TASK DETAILS: Repeat the listing exactly as given, omitting every image.

-- Begin --

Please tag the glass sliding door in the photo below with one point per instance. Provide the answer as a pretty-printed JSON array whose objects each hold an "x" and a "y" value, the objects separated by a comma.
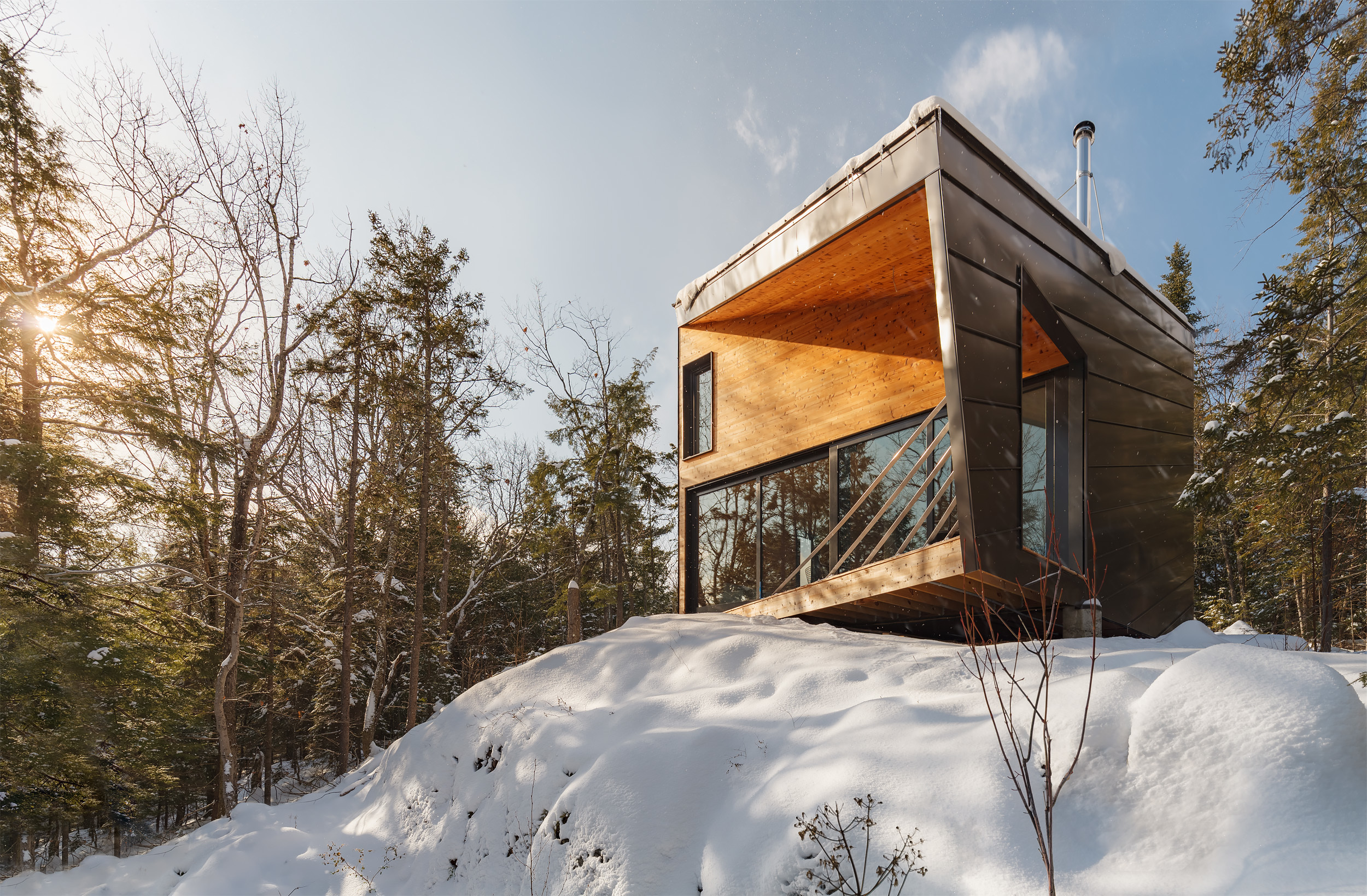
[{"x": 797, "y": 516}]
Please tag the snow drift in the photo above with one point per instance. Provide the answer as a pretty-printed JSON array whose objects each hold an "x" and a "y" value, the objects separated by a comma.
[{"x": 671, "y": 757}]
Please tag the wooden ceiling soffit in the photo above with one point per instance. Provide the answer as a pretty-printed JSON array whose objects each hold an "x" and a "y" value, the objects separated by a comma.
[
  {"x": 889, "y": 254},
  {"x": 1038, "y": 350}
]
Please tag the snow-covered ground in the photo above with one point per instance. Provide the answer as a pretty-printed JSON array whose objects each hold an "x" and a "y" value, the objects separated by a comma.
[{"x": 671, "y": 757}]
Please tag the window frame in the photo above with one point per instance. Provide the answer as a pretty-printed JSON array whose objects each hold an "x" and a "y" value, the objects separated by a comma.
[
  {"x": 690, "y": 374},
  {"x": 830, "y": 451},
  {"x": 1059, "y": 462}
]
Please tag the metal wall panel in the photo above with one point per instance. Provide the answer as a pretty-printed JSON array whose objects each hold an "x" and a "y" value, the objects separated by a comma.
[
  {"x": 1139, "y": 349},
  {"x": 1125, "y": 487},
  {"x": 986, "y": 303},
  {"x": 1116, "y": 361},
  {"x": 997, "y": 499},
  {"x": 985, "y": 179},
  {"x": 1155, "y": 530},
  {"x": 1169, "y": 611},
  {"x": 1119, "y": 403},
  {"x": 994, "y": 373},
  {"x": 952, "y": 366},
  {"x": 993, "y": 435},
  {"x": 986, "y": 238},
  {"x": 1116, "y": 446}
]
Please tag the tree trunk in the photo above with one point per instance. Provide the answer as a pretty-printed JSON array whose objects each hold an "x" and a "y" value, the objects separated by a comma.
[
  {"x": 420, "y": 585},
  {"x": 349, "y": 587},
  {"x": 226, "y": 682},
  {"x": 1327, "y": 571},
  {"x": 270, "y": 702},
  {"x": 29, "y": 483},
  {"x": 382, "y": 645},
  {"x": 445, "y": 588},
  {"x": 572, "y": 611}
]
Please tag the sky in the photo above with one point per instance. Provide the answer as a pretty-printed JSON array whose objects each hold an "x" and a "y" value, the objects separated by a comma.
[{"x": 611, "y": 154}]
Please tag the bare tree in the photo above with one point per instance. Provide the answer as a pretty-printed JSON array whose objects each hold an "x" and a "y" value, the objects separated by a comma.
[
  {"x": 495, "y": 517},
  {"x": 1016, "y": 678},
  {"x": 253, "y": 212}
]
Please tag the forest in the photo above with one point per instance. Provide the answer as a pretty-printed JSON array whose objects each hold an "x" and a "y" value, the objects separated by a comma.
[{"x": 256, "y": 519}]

-- End --

COMPLETE RESPONSE:
Please tag the glass sliding door in the photo below with one point per instance. Provide the answer as a pretty-printed JSON array whose objects each hold an "x" and a "y" value, the objects separated by a comma.
[{"x": 797, "y": 516}]
Please tag the snow drift in the photo above with one point per instance. Provide the answer as a pretty-printed JSON array whose objects each hold an "x" and a "y" value, the objects separated by a comma.
[{"x": 671, "y": 757}]
Please tag the wooden ceiling soffit in the photo above with one point per instance. Provide the answer as a pretty-printed JSON array whose objects each hold an "x" and a "y" value, the objects separated by a comma.
[
  {"x": 889, "y": 254},
  {"x": 1038, "y": 350}
]
Please tag the snow-covered ground in the photo above with one point per instance. Provide the answer as a pretty-printed JSON array whose objects each hold an "x" and a "y" value, the objects separated by a comma.
[{"x": 671, "y": 757}]
Please tag the window frame in the photo above with one point per instance. Provide the answer as a pretty-printed JSON array whose objects each hold an "x" and a "y" value, the objects separated by a comma.
[
  {"x": 690, "y": 374},
  {"x": 830, "y": 451},
  {"x": 1059, "y": 462}
]
Please tag the metal wall panel in the photo above with one point per instance. Provide the answer as a pretty-printed JSON array whose objects each hold an "x" and a "y" value, the objects separated by a comma.
[
  {"x": 1139, "y": 349},
  {"x": 1125, "y": 487},
  {"x": 986, "y": 303},
  {"x": 1116, "y": 361},
  {"x": 997, "y": 499},
  {"x": 985, "y": 179},
  {"x": 1155, "y": 530},
  {"x": 1169, "y": 611},
  {"x": 1119, "y": 403},
  {"x": 994, "y": 373},
  {"x": 952, "y": 366},
  {"x": 993, "y": 435},
  {"x": 986, "y": 238},
  {"x": 1116, "y": 446}
]
Please tag the tree trunk in the photo above with one point per instance. Provide the answer as a pretty-printed JSON array whose objects each hold an "x" and a "y" value, the objects separated by a comma.
[
  {"x": 420, "y": 585},
  {"x": 349, "y": 587},
  {"x": 226, "y": 682},
  {"x": 1327, "y": 571},
  {"x": 270, "y": 702},
  {"x": 29, "y": 483},
  {"x": 382, "y": 645},
  {"x": 445, "y": 588},
  {"x": 572, "y": 611}
]
Please tag the sky in the photo above with one point per instance. Provide the answer as a pretty-printed JSON array whose objects each hold an "x" and a "y" value, the objects separated by a comma.
[{"x": 611, "y": 154}]
Please tag the bare tree in the photo above with one point per instance. Provide the answer as a pretty-printed JSON array whose objects each hold an "x" and a "y" value, the objects separated by a comma.
[
  {"x": 495, "y": 517},
  {"x": 1016, "y": 678},
  {"x": 253, "y": 212}
]
Please tag the forest in the photo above with one point per instance. Provide the answer as a pretty-printed JSON array whose objects each hold an "x" and a "y" value, the objects separated by a comma.
[{"x": 256, "y": 519}]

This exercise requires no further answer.